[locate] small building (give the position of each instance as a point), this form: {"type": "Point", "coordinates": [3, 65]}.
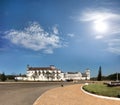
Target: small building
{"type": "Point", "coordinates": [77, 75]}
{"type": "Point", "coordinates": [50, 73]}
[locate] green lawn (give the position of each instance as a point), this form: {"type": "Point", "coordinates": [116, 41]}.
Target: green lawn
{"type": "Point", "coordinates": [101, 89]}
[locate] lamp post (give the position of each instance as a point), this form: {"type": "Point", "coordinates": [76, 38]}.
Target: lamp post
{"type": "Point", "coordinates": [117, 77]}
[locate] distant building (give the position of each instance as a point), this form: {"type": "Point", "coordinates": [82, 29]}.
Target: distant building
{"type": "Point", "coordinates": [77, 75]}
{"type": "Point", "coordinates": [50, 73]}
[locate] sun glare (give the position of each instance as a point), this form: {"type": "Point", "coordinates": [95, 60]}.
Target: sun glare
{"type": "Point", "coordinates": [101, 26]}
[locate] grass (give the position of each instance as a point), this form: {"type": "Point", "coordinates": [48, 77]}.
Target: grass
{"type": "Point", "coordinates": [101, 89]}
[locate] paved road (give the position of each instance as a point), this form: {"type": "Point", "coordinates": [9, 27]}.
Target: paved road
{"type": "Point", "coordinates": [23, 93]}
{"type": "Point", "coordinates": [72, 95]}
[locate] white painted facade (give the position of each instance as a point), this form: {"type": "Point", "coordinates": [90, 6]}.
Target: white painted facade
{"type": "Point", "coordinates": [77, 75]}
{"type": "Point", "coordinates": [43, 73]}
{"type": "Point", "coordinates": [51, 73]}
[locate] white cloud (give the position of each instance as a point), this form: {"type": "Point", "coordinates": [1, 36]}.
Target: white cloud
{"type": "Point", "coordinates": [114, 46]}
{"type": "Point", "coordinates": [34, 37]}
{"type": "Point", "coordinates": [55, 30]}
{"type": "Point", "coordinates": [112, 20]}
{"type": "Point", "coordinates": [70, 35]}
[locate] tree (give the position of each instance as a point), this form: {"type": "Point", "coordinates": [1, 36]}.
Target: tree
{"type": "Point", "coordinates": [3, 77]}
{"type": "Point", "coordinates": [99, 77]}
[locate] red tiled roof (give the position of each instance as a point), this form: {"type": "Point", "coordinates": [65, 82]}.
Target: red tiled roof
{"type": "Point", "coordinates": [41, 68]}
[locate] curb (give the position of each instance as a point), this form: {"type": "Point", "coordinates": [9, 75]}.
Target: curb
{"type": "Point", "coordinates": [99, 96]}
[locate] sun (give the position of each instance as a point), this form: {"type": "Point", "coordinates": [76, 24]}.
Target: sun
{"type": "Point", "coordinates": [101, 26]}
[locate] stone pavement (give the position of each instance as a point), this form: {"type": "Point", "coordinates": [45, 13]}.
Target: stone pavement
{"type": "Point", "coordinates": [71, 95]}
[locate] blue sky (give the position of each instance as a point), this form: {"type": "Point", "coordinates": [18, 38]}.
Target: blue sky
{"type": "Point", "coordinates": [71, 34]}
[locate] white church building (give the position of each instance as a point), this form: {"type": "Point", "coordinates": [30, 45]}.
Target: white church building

##########

Brief: Write out the entries above word for word. Begin at the line that contains "[locate] blue sky" and stop after the final line of the entries.

Reply:
[locate] blue sky (give the position of each instance as a point), this form: {"type": "Point", "coordinates": [18, 38]}.
Target: blue sky
{"type": "Point", "coordinates": [71, 34]}
[locate] white church building (give the position of each instance as a point), this form: {"type": "Point", "coordinates": [30, 45]}.
Target: white church building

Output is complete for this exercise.